● **Exercise requirements**
Locate each line in the records containing "crowd". Copy it.

● **Stored data entries**
━━━━

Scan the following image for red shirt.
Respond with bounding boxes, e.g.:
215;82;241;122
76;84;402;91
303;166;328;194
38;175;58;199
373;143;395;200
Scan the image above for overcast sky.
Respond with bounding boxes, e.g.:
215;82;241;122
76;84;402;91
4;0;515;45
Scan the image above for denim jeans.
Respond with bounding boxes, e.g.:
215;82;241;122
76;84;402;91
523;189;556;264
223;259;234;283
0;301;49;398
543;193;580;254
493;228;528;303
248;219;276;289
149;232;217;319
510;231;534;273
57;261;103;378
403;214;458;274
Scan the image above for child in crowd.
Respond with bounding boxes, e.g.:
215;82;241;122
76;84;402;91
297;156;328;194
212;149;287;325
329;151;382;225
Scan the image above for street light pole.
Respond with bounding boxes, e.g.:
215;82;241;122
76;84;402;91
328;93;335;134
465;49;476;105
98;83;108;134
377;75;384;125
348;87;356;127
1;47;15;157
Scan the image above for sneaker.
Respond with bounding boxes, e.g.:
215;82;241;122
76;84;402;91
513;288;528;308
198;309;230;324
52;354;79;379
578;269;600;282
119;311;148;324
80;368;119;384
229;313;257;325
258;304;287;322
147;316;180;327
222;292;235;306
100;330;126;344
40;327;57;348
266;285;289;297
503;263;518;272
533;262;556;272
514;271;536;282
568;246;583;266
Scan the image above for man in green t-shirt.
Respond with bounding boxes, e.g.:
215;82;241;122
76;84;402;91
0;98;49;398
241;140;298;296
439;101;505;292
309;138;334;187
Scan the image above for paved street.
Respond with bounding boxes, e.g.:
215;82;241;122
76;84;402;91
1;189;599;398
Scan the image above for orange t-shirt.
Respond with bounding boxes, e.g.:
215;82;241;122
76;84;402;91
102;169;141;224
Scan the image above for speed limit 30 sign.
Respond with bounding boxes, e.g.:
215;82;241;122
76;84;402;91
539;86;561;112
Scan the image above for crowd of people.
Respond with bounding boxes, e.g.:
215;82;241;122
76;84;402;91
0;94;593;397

━━━━

● **Answer section**
Scan the image above for child in crowd.
Scan the image above for crowd of people.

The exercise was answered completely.